_REQUIRED WORK_: Copy out the rows word for word, from the start of the rows through the line that contains "M392 274L397 265L397", including that line. Leave the pictures out of your answer.
Start
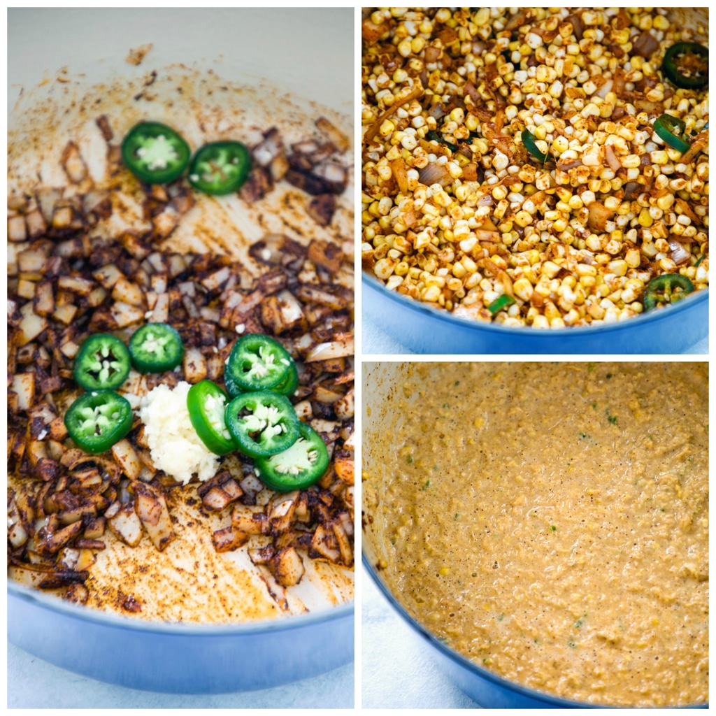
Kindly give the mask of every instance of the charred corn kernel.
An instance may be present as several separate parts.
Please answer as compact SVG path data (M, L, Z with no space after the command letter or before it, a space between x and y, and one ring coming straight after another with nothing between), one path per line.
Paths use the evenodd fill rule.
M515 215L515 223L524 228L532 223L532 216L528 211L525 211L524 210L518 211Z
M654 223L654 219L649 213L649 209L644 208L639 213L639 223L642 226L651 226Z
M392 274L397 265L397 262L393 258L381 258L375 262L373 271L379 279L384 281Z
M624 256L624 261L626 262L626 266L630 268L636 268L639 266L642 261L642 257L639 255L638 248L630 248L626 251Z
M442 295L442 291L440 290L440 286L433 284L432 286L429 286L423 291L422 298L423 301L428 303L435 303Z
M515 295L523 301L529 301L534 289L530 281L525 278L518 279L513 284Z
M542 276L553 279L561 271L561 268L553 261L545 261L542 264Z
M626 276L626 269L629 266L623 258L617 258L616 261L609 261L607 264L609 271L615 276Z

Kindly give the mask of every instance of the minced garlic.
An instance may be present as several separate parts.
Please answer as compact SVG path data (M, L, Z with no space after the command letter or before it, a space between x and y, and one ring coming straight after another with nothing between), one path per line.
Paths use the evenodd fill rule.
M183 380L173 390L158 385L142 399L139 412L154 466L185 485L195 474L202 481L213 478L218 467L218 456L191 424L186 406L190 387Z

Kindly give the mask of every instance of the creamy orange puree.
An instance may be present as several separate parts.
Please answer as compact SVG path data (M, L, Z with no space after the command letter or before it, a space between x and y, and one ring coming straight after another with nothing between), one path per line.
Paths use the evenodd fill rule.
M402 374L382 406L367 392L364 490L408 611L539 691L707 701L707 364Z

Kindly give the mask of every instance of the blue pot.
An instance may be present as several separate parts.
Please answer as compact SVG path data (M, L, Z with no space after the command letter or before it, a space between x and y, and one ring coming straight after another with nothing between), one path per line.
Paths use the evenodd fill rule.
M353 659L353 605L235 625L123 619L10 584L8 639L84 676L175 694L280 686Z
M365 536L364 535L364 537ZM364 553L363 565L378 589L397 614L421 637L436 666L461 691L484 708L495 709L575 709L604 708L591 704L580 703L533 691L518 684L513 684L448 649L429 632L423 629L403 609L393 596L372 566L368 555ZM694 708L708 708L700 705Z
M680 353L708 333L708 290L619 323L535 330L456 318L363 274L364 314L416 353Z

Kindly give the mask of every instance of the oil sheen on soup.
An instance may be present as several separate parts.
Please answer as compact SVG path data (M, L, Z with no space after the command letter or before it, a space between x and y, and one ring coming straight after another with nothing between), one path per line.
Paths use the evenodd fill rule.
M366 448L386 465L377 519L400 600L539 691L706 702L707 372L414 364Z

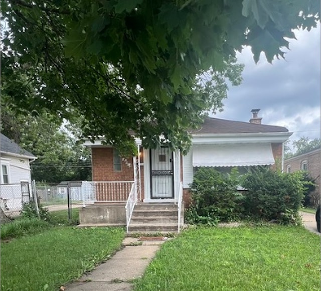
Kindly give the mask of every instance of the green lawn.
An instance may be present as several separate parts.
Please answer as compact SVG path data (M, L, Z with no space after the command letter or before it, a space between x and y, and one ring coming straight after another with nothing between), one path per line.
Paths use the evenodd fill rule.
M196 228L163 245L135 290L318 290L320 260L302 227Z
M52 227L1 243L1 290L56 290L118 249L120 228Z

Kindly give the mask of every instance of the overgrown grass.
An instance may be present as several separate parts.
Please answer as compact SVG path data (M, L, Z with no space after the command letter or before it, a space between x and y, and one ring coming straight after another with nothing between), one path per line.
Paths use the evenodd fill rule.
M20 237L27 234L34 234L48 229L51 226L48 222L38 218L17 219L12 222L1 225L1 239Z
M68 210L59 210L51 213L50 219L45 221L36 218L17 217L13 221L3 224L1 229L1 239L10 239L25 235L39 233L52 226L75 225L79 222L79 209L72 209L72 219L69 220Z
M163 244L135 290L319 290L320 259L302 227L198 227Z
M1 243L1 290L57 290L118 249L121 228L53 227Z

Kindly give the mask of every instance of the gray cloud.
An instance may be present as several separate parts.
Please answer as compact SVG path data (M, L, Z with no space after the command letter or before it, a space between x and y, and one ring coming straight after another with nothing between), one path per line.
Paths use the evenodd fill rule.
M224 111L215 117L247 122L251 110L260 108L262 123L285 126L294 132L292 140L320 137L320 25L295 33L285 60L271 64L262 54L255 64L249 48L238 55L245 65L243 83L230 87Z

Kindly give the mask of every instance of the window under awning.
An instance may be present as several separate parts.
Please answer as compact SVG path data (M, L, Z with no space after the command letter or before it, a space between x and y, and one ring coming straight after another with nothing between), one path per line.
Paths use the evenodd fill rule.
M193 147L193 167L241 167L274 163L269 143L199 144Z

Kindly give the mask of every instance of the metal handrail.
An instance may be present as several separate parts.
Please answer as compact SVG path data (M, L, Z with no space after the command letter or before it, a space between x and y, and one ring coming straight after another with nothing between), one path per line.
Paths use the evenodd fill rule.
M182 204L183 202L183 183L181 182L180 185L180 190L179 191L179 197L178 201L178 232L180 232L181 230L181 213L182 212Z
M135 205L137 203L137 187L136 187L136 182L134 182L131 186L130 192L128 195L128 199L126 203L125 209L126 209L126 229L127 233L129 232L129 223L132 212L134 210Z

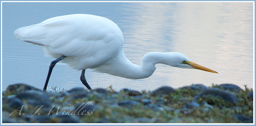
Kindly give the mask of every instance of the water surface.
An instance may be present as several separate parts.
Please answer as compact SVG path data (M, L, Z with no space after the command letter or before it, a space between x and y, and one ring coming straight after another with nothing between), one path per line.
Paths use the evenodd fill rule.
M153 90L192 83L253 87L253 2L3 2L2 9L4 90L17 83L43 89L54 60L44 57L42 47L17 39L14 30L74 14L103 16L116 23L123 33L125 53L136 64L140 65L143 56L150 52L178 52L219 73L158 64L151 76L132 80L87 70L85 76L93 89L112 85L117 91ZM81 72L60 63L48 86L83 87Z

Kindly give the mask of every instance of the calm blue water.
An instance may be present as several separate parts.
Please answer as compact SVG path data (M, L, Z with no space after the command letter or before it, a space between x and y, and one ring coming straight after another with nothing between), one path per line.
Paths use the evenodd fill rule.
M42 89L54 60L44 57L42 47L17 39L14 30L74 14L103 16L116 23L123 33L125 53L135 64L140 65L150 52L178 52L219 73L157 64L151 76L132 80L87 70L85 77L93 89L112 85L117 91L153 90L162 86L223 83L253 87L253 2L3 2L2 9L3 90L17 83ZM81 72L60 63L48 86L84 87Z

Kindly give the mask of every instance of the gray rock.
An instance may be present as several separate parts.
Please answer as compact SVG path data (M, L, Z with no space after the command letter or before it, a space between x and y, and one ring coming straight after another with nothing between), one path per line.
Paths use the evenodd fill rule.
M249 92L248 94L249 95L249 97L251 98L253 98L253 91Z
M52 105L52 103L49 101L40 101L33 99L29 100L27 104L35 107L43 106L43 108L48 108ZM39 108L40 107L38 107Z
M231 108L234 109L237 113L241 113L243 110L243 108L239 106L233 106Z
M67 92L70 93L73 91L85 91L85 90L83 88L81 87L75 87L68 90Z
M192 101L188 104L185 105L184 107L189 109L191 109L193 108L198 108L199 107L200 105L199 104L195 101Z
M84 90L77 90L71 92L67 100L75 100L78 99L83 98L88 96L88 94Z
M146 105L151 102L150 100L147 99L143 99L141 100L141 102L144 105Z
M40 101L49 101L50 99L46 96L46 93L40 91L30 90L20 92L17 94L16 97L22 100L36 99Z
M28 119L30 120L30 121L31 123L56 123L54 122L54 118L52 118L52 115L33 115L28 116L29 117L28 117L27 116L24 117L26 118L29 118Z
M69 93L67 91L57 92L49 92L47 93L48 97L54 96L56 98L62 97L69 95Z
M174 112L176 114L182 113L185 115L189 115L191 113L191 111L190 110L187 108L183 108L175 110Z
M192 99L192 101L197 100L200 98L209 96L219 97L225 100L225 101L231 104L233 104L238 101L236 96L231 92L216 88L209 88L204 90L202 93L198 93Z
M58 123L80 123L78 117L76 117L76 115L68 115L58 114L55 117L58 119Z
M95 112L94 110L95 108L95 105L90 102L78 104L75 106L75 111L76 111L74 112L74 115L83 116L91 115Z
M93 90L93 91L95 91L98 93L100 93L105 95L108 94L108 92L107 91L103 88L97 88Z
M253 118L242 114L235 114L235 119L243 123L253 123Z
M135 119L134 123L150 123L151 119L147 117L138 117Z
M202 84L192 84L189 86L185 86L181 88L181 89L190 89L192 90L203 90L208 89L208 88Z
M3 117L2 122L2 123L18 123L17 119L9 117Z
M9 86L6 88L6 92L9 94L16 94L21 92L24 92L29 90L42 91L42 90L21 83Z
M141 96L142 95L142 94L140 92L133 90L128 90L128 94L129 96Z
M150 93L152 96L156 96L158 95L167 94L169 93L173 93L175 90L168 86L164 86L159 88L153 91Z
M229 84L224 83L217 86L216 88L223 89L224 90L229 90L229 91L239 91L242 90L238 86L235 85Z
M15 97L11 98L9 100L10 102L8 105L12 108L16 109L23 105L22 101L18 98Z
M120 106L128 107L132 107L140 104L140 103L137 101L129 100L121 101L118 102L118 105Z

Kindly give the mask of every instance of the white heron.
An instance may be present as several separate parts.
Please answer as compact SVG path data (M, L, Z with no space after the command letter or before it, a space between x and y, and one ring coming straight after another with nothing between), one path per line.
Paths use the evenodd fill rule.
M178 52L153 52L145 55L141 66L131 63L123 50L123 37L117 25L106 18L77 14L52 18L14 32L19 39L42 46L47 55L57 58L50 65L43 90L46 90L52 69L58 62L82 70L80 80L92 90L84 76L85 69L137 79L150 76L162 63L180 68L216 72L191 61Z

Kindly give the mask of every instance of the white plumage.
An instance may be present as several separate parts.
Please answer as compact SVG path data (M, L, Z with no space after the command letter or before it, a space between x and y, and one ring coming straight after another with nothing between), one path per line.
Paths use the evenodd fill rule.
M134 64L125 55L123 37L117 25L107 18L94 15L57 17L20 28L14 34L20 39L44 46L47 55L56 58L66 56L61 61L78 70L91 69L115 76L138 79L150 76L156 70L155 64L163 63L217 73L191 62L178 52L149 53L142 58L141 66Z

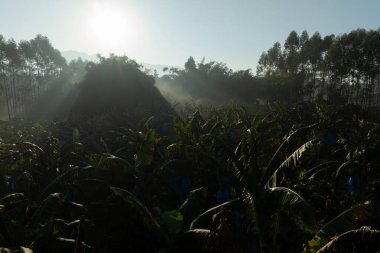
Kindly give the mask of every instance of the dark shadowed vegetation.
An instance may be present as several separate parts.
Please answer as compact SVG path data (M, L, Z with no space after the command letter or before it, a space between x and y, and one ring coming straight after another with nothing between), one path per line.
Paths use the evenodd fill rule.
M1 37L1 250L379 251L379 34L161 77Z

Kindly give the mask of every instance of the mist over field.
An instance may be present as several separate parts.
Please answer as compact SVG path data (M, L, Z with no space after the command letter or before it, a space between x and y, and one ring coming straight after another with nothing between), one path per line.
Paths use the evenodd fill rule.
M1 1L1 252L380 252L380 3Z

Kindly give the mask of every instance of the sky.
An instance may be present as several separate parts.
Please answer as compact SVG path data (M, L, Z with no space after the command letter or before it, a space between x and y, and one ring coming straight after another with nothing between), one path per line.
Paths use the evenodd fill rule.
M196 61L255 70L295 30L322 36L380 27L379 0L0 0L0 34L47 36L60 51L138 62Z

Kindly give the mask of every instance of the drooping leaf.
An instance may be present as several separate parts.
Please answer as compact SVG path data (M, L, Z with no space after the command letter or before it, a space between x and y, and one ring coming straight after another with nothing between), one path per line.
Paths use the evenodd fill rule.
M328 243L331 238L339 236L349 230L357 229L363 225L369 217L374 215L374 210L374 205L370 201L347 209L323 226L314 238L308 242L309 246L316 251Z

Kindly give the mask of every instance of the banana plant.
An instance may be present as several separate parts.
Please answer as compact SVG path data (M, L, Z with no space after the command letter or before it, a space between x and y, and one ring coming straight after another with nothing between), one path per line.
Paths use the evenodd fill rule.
End
_FINAL ANSWER_:
Kindly give the mask of every instance of the charred corn kernel.
An instance may be present as several separate parts.
Please answer as compact SVG path data (M, L, Z with no space after the command letter or before it, a space between x and y, and one ring coming straight after another with nothing between), one path per line.
Paths use the evenodd fill rule.
M515 215L515 223L524 228L532 223L532 216L528 211L525 211L524 210L518 211Z
M654 223L654 219L649 213L649 209L644 208L639 213L639 223L642 226L651 226Z
M392 274L397 265L397 262L393 258L381 258L375 262L373 271L379 279L384 281Z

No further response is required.